### Text
▽

Ursachen: Kalt- und Warmzeiten
Die grundlegende Ursache für die verhältnismäßig regelmäßigen Schwankungen zwischen Kalt- und Warmzeiten im Quartär wird in der Variabilität der Erdbahnparameter gesehen. Diese Erklärung wird nach dem Pionier der Erforschung des orbitalen Antriebs auch als Milankovitch-Theorie bezeichnet. Sie besagt, dass sich die Erde nicht gleichmäßig wie ein Uhrwerk um die Sonne bewegt, sondern aufgrund der Anziehungskraft durch andere Planeten quasi regelmäßige Abweichungen davon aufweist, die verschiedenen Zeitskalen folgen und sich vorausberechnen lassen. Es gibt zum einen die Abweichung der elliptischen Erdbahn von der Kreisbahn, die Exzentrizität, dann die Variation in der Neigung der Erdachse gegen die Erdbahnebene, die Obliquität, und schließlich die Präzession, eine Art Pendelbewegung der Achse der Erde. In der Summe kommt es zu komplizierten Überlagerungen und Abhängigkeiten der einzelnen Effekte.
Abb. 2: Die wichtigsten Erdbahnparameter und ihre Zyklen in den letzten 1000 Millionen Jahren.4
Entscheidend ist dabei, wie viel Sonnenstrahlung die Kontinente der Nordhalbkugel im Sommer erhalten: Fällt sie unter einen kritischen Wert, schmilzt der Schnee des letzten Winters nicht mehr ab, im nächsten Winter fällt darauf neuer Schnee und allmählich entsteht ein Eisschild. Günstige Bedingungen für warme Sommer auf der Nordhalbkugel liegen in folgenden Fällen vor:
1. Die Erde befindet sich auf ihrer elliptischen Bahn im Nordsommer deutlich näher zur Sonne als im Nordwinter (Exzentrizität).
2. Die Erdachse ist relativ stark geneigt (Obliquität), und zwar gerade im Nordsommer zur Sonne hin (Präzession).
Die nächste stärkere Reduzierung der solaren Einstrahlung auf die Nordhalbkugel im Sommer beginnt in 30 000 Jahren.

△

### Aufgabe 1
Unter welchem Namen ist die Erklärung der Kalt- und Warmzeiten durch die Erdbahnparameter laut dem Text über Kalt- und Warmzeiten auch bekannt?
### Aufgabe 2
Stimmen diese Aussagen mit dem Text über Kalt- und Warmzeiten überein? Antworte jeweils mit Ja oder Nein und zitiere die entscheidenden Worte.
(a) Die Präzession ist eine Art Pendelbewegung der Erdachse.
(b) Warme Sommer auf der Nordhalbkugel werden begünstigt, wenn die Erde im Nordsommer weiter von der Sonne entfernt ist als im Nordwinter.
(c) Die nächste stärkere Reduzierung der sommerlichen Einstrahlung auf die Nordhalbkugel beginnt in 3000 Jahren.

### Extrahierte Daten

▽

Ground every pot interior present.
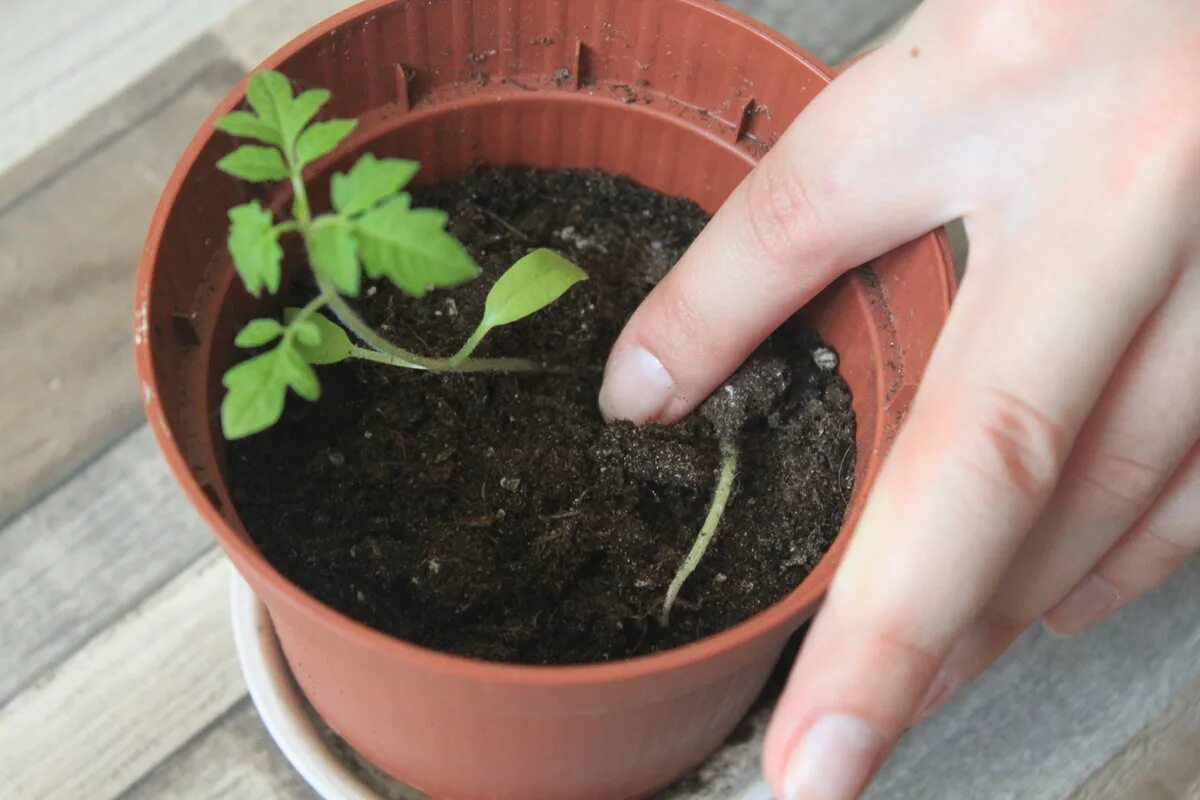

△
▽

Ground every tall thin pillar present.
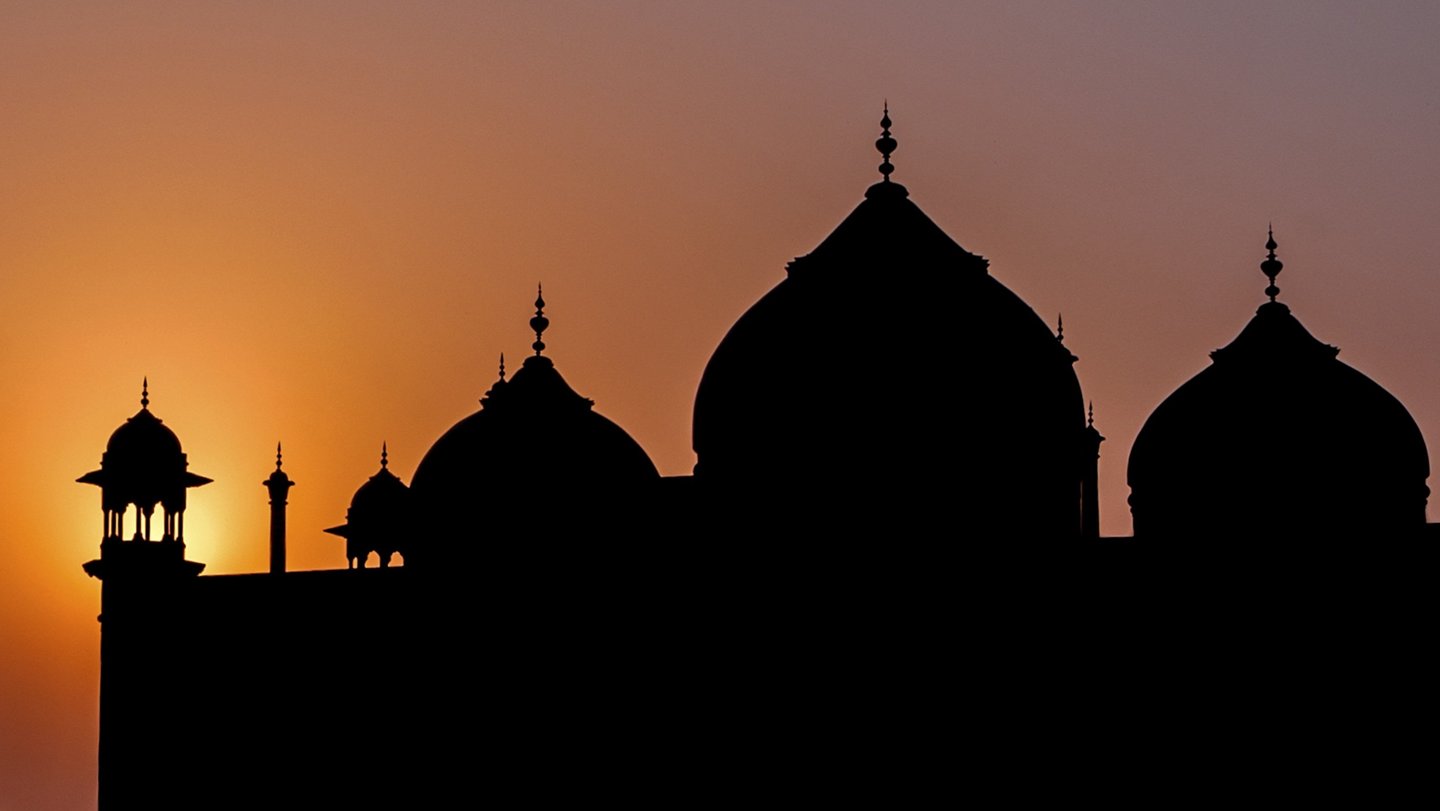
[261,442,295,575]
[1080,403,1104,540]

△

### Musterlösung 1
Als Milankovitch-Theorie.

### Musterlösung 2
(a) Ja: „die Präzession, eine Art Pendelbewegung der Achse der Erde“
(b) Nein: „im Nordsommer deutlich näher zur Sonne als im Nordwinter“
(c) Nein: „beginnt in 30 000 Jahren“